→ **Document excerpt**
# project 240sx pictures inside



## DriFtIN200sX (May 10, 2005)

so i told you i got the car! im happy though figuring how i was gonna get from north hills 818 to san bernadino 909 in one peice with this broken door. all ok i say engine ran pretty good no problems whats so ever except when i rev not to high the car kinda shakes a bit like its got alot of horse power to it or something. *shrugs* but man i love it already with the messed up door and smashed in quarter panel i was happy driving the car testing its potential i love it! though sometimes glass from the rear window was hitting me but other than that im good. sooo back to the body work heres the pictures of what needs to be done. think its possible and what do you think the estimate would be?

thats what i meant how the side was pushed down







[/IMG]


----------



## OPIUM (Aug 18, 2002)

You drove that home??? Does it drive straight??? holy cow you have alot of work ahead of you. I would buy another 240 and use that car for parts that the other may need... my $.02


----------



## DriFtIN200sX (May 10, 2005)

hey it does actually which i was suprised about. i thought it messed up the axles and what not but it didnt if you see where it actually was hit at it was before the rear tire area see i was thinking see how far i can get to fixing the door if that dosent work get another one which i think i might do. i say the most work would be the quarterpanel. My friend john works for a autobody shop and said hell do it on the side type of thing to fix it. so like i said well see. other than that engine. is great inside interior all that thats inside is real good. and so is the passenger side body


----------



## SonsofWisdom (Mar 29, 2004)

man that's always the case....GREAT interior...nasty outside...OR NASTY inside...and great exterior...*sigh...mine is so so all around 

That looks like you could pull the b pillar out a little and replace the quarter panel and door...but would you rather put your time into that? or find a 240 with good exterior...swap in your nice interior (cause if it's got good ext. it's gonna be bad int.  ) and use this one as parts...then you could devote all your time to making it run better...instead of running up to stock...then better...

Either way great cars...I love mine

check your motor mounts...dunno..guessing on the shaking


----------



## DriFtIN200sX (May 10, 2005)

hmm yeah i think i will just stick with the car. i got the car for 300.00 dollars! i so far spent 13.00 to pull the dents out. the b pillar?? can you explain?? as far as the quarter panel im almost done. the door...im getting another one to much work to fix.i was looking at the quarter panel and could they really replace it? i thought it was practically welded with the inside metal part.<< i know that sentence is a bit confusing hope you get it. but thank you though!


----------



## 240luvr (Oct 8, 2004)

The only way they can "replace" the quarter panel, is to cut that one off the car, and cut the same section off of another car, weld it on and smooth it out. That's the problem w/ uni-bodys. As for the "B Pillar". A pillar is a piece that connects the roof of the car to the main body. The A pillars are the ones that are on either side of your windshield, and the B pillars are the ones that are between you front and rear side windows. a.k.a. the pillar that is absolutely beat to hell on your drivers side! I'm actually suprised that wasn't totalted by the insurance company (or doesn't insurance know about it?). Either way, good luck with fixin' it bro.

Region labeling records
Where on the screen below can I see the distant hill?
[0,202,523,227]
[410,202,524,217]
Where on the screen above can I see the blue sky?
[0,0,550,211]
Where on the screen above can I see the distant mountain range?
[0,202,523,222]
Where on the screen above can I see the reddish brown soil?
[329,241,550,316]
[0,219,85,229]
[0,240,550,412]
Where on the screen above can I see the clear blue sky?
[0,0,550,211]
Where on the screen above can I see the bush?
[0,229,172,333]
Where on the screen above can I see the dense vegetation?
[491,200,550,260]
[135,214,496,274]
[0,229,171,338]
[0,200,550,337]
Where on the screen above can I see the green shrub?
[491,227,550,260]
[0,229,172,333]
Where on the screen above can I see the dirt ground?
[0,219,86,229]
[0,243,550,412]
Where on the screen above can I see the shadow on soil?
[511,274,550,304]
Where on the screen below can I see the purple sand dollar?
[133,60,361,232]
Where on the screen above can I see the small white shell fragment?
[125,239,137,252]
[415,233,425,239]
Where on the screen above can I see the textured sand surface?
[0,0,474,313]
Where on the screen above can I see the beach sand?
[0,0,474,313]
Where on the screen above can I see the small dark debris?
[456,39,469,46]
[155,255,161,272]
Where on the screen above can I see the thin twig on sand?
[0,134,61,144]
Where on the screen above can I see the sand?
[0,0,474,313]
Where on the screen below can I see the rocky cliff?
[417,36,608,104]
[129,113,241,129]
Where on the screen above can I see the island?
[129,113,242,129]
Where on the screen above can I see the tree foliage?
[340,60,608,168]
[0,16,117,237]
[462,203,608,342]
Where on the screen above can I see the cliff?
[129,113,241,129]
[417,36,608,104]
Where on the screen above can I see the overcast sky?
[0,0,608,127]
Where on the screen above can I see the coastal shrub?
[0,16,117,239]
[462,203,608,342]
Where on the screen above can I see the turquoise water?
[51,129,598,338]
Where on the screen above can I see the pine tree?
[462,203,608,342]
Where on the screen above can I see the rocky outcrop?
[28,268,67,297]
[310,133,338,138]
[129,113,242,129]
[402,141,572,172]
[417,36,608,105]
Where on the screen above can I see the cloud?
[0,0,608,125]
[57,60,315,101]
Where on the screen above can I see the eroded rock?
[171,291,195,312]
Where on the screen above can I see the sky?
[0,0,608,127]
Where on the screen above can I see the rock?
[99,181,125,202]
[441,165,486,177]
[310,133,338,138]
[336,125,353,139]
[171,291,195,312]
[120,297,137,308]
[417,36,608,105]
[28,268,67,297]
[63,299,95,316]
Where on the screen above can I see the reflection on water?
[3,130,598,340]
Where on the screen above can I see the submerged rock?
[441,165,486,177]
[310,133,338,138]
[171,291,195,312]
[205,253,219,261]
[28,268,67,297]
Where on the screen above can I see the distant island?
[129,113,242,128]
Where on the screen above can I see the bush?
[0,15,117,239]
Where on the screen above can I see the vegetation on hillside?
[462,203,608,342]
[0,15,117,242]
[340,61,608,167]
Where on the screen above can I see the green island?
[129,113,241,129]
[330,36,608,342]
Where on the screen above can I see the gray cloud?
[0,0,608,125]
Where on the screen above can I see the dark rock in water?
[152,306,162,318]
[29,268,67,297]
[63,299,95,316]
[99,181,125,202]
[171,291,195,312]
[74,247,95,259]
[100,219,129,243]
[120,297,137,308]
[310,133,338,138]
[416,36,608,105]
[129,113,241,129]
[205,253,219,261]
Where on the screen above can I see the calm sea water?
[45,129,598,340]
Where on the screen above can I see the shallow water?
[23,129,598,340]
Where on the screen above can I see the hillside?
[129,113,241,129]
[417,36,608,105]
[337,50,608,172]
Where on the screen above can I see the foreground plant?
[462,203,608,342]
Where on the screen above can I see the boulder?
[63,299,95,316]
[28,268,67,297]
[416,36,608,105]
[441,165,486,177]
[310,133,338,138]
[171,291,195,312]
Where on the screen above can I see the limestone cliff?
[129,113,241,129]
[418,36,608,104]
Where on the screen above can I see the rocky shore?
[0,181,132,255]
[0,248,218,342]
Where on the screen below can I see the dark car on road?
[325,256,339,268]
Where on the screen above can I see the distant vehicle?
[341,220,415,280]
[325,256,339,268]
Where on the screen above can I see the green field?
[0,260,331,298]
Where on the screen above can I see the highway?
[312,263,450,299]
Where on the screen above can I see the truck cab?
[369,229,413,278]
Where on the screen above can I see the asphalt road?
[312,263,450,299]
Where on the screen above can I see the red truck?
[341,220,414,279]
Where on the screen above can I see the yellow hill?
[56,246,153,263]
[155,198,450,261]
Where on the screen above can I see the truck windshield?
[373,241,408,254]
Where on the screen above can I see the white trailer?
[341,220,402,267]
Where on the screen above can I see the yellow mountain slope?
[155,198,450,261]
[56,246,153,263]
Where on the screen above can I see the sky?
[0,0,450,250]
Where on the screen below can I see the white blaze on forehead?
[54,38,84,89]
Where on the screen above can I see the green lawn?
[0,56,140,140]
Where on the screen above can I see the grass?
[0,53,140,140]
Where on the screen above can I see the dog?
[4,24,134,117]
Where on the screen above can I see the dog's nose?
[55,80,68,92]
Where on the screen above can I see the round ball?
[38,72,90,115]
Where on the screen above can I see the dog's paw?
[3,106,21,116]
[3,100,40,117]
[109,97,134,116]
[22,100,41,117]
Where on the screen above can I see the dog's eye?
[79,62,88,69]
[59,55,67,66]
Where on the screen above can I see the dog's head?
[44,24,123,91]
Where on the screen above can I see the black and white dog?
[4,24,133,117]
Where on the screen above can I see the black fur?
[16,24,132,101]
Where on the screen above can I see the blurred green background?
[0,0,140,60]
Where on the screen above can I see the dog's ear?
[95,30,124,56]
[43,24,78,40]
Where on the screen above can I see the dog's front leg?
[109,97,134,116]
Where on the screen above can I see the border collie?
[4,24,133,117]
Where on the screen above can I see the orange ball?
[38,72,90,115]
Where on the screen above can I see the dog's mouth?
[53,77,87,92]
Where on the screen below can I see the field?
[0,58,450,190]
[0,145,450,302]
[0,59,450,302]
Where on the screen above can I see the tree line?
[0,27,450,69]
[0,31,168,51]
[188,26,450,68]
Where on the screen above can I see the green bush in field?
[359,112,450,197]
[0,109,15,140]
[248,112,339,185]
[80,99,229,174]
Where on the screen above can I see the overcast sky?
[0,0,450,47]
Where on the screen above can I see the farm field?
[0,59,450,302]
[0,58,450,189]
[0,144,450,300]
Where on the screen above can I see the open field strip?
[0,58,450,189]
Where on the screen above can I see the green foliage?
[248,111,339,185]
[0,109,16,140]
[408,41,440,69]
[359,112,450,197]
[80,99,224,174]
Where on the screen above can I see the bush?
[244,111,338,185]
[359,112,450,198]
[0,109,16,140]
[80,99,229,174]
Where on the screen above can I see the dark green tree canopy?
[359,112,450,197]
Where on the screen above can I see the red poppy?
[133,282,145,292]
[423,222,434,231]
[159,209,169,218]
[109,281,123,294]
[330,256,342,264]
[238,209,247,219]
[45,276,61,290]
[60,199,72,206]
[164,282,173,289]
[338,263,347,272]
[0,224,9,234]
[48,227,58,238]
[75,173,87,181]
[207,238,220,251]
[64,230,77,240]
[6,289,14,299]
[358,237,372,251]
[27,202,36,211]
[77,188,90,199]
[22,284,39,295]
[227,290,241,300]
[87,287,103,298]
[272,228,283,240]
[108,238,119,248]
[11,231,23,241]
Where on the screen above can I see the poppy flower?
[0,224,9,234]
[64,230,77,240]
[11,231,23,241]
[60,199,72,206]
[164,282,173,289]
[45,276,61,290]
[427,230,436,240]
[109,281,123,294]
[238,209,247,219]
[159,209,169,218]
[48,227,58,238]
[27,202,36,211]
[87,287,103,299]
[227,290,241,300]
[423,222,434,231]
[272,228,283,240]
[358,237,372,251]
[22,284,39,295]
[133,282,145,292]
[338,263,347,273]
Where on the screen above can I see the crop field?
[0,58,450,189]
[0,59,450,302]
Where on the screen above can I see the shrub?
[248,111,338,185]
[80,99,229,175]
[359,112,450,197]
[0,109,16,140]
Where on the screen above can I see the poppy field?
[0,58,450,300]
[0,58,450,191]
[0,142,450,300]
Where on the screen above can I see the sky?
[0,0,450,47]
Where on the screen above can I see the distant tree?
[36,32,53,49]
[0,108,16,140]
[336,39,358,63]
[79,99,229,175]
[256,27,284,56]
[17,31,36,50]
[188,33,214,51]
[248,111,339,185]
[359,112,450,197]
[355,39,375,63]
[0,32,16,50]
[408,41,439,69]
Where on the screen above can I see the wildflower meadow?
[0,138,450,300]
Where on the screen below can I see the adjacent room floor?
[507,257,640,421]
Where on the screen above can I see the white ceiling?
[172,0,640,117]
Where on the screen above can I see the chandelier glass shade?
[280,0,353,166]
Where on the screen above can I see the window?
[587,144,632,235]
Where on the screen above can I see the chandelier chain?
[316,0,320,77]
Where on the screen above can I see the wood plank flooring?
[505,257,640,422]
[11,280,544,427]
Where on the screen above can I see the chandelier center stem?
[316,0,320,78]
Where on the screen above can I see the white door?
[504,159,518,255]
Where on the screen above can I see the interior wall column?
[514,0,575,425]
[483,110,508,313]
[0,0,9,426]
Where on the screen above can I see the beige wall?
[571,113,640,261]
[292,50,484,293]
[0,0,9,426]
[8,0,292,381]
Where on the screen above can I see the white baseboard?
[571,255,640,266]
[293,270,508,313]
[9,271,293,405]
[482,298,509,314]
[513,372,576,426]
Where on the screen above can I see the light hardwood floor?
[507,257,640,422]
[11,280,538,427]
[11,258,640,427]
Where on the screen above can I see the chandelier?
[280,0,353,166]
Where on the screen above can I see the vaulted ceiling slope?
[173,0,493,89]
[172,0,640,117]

→ **Exercises**
a) According to the 240SX repair thread, how much did the original poster pay for the car?
b) List every username that posts in the 240SX repair thread, naming each only once.
c) Summarize the 240SX repair thread in two sentences.

→ **Outputs for the tasks**
a) 300.00 dollars.

b) DriFtIN200sX, OPIUM, SonsofWisdom, 240luvr

c) A poster who got a 240SX with a broken door and a smashed-in quarter panel shares pictures of the body work needed and asks whether the repair is possible and what it might cost. Replies suggest buying another 240 and using this one for parts, explain that the quarter panel can only be replaced by cutting out the same section from another car and welding it on, and describe the B pillar as the piece between the front and rear side windows.